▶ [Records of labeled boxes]
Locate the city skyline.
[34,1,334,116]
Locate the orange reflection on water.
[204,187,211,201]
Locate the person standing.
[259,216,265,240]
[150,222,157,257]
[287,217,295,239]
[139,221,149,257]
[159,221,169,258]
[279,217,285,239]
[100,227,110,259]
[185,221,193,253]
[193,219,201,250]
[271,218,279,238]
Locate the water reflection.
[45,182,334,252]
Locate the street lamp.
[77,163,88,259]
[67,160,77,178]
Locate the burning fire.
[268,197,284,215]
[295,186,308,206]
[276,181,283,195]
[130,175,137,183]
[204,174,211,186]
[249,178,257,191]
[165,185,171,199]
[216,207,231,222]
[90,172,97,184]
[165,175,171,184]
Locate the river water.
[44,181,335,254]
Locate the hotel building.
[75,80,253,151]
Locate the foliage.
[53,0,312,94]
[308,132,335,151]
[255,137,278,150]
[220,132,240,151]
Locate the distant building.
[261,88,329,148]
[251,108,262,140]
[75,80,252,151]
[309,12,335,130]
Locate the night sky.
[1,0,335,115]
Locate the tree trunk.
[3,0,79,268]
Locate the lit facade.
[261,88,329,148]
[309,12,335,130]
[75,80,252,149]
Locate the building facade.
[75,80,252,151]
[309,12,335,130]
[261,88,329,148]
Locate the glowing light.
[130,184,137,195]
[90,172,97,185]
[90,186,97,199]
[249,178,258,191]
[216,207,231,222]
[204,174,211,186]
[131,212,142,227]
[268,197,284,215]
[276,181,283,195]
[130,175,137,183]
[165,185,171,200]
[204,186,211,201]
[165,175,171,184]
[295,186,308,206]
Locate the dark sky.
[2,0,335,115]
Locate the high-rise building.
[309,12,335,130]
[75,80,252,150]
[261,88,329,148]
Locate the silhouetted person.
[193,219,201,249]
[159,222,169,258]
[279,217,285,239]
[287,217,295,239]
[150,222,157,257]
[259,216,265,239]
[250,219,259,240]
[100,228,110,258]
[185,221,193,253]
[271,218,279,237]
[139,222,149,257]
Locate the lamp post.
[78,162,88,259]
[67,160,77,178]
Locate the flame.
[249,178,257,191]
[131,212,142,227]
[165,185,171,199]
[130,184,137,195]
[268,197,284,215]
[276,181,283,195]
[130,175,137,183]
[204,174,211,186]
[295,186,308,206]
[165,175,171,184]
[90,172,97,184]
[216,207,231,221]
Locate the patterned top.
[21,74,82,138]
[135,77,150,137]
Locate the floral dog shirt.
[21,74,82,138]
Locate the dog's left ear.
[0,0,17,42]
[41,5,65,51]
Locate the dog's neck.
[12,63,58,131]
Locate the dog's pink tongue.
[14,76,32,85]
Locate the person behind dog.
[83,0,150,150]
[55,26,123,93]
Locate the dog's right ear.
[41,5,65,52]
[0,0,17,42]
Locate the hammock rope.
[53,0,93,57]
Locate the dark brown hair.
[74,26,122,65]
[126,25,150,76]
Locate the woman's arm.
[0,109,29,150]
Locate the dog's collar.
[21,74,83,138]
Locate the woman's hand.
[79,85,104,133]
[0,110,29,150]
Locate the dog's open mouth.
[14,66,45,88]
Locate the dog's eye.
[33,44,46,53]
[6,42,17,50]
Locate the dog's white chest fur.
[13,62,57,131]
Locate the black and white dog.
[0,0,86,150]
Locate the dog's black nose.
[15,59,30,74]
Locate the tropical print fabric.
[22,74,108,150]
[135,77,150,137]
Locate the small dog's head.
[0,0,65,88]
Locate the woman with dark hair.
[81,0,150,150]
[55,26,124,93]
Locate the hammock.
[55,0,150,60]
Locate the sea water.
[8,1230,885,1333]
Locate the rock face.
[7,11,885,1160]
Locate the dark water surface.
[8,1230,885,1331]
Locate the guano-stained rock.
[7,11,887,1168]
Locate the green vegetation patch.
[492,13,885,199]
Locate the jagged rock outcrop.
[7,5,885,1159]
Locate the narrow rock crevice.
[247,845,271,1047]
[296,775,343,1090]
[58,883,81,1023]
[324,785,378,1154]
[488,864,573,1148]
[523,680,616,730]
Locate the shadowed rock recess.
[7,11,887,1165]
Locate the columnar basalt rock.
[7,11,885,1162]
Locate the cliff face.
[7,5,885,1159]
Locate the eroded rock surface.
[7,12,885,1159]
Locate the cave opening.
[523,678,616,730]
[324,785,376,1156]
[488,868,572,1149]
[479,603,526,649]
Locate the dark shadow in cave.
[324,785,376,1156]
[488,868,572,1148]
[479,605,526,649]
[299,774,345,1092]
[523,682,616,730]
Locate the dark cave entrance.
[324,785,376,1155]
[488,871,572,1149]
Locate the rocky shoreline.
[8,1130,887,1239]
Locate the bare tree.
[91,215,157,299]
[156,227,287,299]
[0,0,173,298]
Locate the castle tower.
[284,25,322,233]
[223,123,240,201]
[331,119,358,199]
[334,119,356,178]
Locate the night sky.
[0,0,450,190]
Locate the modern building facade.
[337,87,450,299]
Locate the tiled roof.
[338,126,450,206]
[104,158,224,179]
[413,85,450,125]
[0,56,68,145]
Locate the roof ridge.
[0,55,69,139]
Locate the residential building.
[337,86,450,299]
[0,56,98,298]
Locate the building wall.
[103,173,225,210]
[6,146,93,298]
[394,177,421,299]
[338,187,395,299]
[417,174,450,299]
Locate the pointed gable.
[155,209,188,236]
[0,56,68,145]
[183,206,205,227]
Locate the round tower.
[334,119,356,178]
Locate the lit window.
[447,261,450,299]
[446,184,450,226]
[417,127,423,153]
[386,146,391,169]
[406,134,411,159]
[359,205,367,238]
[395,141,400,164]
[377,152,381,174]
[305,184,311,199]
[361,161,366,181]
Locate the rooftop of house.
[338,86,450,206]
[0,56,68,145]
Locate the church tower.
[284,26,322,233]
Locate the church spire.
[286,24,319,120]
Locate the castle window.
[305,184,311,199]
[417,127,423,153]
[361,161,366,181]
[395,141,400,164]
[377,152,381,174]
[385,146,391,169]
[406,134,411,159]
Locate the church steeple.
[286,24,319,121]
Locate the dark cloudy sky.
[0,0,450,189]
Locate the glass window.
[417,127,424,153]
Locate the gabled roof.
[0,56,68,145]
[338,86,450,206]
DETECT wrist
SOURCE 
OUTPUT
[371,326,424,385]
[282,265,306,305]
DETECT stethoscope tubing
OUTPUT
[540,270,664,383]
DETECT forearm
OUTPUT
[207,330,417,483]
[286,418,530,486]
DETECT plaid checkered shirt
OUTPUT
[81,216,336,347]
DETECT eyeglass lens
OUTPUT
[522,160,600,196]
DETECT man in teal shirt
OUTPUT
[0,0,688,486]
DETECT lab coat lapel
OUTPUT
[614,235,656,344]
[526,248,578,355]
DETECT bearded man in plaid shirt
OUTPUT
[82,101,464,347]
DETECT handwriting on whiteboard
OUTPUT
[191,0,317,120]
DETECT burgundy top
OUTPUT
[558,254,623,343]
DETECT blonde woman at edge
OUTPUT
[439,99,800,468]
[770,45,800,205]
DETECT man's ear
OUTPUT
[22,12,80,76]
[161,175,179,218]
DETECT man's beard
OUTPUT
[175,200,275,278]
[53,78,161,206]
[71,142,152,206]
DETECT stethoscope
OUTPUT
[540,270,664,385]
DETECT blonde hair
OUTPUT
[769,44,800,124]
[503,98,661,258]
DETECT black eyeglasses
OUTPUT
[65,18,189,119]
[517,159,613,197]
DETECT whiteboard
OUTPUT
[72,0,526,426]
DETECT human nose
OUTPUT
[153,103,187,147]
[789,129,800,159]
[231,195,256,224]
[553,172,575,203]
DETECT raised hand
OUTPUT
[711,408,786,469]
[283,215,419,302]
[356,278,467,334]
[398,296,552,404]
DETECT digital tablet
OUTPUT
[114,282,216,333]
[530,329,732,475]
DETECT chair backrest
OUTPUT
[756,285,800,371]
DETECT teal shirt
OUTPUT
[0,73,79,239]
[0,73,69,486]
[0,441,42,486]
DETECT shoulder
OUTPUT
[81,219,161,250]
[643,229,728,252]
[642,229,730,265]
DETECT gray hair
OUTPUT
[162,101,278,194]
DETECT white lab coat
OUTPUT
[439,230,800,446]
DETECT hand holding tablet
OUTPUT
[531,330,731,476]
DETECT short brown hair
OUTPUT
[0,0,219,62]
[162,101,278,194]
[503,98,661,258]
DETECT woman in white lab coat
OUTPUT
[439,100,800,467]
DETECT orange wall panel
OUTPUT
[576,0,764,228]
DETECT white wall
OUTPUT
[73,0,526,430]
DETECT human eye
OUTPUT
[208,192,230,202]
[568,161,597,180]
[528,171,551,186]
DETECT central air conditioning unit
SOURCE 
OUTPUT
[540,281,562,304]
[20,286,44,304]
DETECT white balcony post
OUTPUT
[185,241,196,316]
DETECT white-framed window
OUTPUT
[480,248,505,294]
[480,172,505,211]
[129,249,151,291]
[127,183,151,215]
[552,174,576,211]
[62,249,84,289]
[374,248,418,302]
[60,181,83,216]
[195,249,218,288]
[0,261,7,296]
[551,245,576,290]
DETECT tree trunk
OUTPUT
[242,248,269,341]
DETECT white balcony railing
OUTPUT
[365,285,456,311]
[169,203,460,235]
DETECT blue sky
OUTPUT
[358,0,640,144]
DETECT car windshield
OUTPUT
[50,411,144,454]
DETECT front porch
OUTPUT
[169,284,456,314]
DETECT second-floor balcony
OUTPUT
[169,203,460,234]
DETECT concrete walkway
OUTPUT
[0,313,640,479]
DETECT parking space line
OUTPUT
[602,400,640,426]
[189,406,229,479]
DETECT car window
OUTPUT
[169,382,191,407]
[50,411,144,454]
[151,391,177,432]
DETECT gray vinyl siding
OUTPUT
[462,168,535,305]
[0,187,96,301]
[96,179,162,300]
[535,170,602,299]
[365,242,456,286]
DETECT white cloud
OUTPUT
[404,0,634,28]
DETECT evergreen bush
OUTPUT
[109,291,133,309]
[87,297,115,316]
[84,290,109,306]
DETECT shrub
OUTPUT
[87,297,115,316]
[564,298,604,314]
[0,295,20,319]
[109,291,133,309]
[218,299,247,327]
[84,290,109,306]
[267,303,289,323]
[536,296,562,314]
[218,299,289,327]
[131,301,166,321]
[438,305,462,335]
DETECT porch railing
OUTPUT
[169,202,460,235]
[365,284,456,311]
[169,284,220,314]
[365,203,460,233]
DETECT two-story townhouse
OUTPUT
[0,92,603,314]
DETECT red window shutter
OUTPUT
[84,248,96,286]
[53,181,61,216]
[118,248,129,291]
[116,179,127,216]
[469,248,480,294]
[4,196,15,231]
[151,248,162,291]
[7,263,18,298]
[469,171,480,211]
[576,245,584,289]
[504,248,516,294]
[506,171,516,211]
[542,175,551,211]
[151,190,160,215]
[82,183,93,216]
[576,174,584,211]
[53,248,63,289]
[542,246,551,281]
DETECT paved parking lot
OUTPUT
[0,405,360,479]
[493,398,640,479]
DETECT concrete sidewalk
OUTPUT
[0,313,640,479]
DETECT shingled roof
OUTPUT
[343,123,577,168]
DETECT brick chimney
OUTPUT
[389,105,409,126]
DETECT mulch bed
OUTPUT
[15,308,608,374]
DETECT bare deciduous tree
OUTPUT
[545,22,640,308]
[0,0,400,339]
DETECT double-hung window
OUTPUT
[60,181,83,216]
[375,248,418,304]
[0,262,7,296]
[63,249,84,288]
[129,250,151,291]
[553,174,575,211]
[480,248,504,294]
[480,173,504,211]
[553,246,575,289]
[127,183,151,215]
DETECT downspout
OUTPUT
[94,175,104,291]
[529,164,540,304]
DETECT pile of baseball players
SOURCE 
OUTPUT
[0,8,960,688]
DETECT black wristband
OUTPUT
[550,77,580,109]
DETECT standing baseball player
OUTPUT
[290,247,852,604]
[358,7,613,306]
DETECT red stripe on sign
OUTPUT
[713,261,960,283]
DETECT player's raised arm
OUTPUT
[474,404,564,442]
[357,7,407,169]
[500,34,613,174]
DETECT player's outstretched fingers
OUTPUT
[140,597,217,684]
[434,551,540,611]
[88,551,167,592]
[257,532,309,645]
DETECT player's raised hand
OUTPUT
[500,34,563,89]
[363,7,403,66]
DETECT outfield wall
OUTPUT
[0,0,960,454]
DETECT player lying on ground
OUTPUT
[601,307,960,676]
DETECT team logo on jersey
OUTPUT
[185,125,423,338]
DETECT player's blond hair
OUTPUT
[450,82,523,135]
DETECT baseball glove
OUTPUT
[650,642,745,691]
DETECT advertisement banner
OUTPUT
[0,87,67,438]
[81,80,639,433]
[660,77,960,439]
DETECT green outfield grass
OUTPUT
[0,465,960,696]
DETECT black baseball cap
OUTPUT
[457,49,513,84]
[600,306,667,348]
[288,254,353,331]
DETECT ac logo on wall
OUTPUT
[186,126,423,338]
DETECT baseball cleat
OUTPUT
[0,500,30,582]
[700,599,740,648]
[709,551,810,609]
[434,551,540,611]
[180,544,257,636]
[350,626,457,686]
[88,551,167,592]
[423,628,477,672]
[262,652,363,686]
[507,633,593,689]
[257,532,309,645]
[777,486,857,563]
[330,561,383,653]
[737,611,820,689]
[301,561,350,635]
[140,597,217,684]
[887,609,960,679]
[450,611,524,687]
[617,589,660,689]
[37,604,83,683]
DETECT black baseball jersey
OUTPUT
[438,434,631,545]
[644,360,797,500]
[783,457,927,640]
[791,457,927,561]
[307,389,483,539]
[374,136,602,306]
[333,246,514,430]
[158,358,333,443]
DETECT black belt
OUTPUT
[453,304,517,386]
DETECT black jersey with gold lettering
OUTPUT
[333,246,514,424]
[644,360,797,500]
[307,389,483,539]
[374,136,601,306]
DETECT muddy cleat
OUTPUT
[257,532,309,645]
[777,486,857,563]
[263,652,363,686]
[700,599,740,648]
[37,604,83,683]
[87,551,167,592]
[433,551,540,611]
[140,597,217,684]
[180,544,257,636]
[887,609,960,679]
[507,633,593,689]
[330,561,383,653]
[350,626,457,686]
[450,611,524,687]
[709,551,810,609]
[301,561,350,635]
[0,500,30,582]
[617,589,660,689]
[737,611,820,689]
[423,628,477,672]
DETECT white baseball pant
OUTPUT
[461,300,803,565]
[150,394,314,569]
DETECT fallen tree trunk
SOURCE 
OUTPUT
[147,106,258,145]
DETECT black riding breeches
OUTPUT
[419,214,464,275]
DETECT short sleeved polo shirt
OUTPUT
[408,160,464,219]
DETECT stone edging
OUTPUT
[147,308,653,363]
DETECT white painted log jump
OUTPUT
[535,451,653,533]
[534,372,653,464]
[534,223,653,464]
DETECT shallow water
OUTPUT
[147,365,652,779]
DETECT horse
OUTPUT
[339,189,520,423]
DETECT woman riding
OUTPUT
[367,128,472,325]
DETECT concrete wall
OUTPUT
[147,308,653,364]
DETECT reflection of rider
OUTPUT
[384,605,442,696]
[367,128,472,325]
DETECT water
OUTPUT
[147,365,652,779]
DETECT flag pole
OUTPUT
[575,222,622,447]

▶ [Stated goal] Add 57 to every coordinate in the boxes of the listing and write out again the lines from the one with "DETECT player's raised hand" up to and including the one with "[650,642,745,691]", keeping every other line in that span unchanged.

▶ [Answer to this problem]
DETECT player's raised hand
OUTPUT
[557,91,620,146]
[420,64,460,123]
DETECT outfield wall
OUTPUT
[57,57,1017,511]
DETECT player lying on ground
OUTPUT
[658,364,1017,733]
DETECT team logo on jersey
OUTPUT
[242,182,480,395]
DETECT player's blond hair
OUTPUT
[507,139,580,192]
DETECT baseball glove
OUTPUT
[707,699,802,748]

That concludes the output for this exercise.